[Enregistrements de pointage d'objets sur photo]

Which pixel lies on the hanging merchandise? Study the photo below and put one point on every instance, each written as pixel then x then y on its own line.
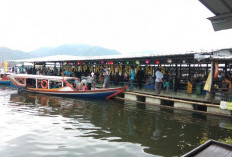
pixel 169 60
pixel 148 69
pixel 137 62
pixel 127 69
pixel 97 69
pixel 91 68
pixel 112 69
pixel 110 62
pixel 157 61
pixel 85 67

§ Objectif: Reproduisez à l'identique toutes les lignes du relevé ci-dessus, en omettant les images.

§ Réponse:
Which pixel lies on the hanging merchandise? Study the photo below and put one point on every instance, each written as pixel then x then y on its own line.
pixel 169 60
pixel 148 69
pixel 137 62
pixel 127 69
pixel 97 69
pixel 91 68
pixel 112 69
pixel 110 62
pixel 157 61
pixel 85 67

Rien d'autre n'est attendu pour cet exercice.